◆ Problem set:
a. In the inequality thread, what condition do x, y and z satisfy?
b. Rewrite the part of the inequality thread that begins at "Let $x,y,z \in" and stops after "expression but failed.", putting "attempted" wherever "tried" stands.

◆ Selected extract:
==========
Let $x,y,z \in \Bbb R^+$ such that $x+y+z=3$. Prove the inequality
$\sqrt x+\sqrt y+\sqrt z \ge xy+yz+zx$
I tried to prove that $\sqrt x+\sqrt y+\sqrt z-(xy+yz+zx)\ge 0$
I squared the equality, put the value of $xy+yz+zx$ (in terms of $x^2+y^2+z^2$).
Now I tried to prove that the above expression but failed.
Thanks for hints or solutions.
Note that $\frac{xy+yz}{2}=y\frac{x+z}{2}=y\frac{3-y}{2}\leq\sqrt{y}$. Similarly we have that $\frac{xy+zx}{2}\leq\sqrt{x}$ and $\frac{yz+zx}{2}\leq\sqrt{z}$.
Your idea works because for $\sqrt{x}=a$, $\sqrt{y}=b$ and $\sqrt{z}=c$ we obtain: $$\sum_{cyc}(\sqrt{x}-xy)=\sum_{cyc}\left(\sqrt{x}-\frac{3-x^2}{2}\right)=\frac{1}{2}\sum_{cyc}(x^2+2\sqrt{x}-3)=$$ $$=\frac{1}{2}\sum_{cyc}(x^2+2\sqrt{x}-3-3(x-1))=\frac{1}{2}\sum_{cyc}(x^2+2\sqrt{x}-3x)=$$ $$=\frac{1}{2}\sum_{cyc}(a^4-3a^2+2a)=\frac{1}{2}\sum_{cyc}a(a+2)(a-1)^2\geq0.$$
==========
◆ Dataset excerpts:
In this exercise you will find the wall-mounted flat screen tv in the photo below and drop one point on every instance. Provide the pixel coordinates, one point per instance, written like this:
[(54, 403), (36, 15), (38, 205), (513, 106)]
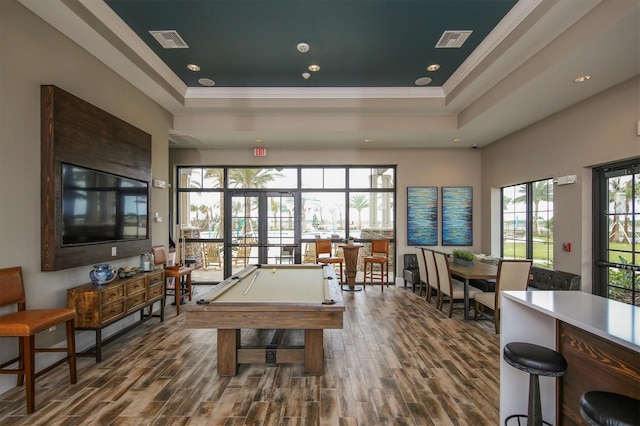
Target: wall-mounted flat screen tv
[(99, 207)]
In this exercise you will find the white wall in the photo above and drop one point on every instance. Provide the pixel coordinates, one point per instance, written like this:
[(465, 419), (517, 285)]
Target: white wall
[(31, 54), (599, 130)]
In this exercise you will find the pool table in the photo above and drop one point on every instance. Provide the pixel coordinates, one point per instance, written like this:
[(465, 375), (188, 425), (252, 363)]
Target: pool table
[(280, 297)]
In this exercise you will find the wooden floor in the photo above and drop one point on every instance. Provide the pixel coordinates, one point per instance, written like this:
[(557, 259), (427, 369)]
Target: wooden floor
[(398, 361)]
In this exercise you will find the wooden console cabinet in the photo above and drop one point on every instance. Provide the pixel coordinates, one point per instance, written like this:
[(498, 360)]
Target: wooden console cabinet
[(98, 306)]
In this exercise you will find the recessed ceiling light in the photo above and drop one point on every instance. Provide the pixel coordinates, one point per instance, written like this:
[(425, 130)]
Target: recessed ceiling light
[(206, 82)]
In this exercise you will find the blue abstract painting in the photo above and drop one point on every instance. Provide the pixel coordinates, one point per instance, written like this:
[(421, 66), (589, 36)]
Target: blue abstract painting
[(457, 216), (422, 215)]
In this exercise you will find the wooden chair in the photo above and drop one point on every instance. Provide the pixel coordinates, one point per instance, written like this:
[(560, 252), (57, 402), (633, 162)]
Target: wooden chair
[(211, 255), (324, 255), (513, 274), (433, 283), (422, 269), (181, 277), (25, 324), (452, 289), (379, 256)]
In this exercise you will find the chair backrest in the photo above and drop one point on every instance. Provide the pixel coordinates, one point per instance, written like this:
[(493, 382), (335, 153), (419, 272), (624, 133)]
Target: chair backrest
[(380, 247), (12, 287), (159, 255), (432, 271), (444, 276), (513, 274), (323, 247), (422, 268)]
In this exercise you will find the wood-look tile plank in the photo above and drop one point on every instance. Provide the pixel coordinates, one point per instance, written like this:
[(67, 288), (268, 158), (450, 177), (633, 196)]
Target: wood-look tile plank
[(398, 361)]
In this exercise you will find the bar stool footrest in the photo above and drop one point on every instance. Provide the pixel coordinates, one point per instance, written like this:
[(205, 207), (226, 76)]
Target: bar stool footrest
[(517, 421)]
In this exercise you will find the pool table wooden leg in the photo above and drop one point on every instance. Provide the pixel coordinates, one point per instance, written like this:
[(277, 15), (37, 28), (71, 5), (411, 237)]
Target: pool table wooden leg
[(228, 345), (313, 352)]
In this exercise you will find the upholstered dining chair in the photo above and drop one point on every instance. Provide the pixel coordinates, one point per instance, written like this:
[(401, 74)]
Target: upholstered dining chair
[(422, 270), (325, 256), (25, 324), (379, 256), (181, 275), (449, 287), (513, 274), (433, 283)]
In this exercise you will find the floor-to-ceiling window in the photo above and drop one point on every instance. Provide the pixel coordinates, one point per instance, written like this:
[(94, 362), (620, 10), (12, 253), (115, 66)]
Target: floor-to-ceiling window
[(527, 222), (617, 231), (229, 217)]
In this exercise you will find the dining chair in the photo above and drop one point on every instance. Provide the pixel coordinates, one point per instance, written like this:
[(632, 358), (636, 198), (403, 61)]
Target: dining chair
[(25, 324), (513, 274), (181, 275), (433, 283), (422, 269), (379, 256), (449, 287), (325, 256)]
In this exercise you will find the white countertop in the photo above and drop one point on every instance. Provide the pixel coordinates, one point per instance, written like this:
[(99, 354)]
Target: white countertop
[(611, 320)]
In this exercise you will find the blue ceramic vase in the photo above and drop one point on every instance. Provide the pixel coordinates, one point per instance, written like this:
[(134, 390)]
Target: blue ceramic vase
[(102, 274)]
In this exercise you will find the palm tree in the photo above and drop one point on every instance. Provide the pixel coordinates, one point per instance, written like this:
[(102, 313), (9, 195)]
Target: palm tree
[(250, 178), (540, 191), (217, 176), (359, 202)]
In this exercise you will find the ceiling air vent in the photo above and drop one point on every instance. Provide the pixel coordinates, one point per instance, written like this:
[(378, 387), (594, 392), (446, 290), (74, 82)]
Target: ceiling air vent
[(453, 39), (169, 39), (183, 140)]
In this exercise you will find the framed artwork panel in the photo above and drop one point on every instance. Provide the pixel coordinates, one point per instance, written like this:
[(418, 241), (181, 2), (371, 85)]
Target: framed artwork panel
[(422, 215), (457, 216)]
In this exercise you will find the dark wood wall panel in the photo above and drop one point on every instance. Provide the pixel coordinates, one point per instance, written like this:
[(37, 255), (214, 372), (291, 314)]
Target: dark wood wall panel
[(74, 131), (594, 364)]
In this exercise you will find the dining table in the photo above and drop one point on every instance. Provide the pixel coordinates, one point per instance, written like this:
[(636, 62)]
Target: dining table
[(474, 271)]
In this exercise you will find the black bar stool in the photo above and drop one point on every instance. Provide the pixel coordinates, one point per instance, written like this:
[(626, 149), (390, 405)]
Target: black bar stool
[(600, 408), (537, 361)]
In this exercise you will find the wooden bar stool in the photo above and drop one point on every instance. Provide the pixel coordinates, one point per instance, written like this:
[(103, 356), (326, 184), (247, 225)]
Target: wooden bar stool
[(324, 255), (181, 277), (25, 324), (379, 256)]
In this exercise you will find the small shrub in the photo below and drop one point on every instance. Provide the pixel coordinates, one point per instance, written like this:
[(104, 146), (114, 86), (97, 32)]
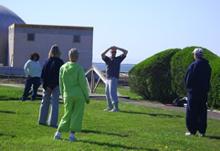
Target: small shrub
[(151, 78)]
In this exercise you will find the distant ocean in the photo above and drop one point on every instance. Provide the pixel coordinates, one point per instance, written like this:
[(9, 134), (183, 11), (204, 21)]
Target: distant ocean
==========
◆ Expected answers:
a. They are positive real numbers whose sum is 3.

b.
Let $x,y,z \in \Bbb R^+$ such that $x+y+z=3$. Prove the inequality
$\sqrt x+\sqrt y+\sqrt z \ge xy+yz+zx$
I attempted to prove that $\sqrt x+\sqrt y+\sqrt z-(xy+yz+zx)\ge 0$
I squared the equality, put the value of $xy+yz+zx$ (in terms of $x^2+y^2+z^2$).
Now I attempted to prove that the above expression but failed.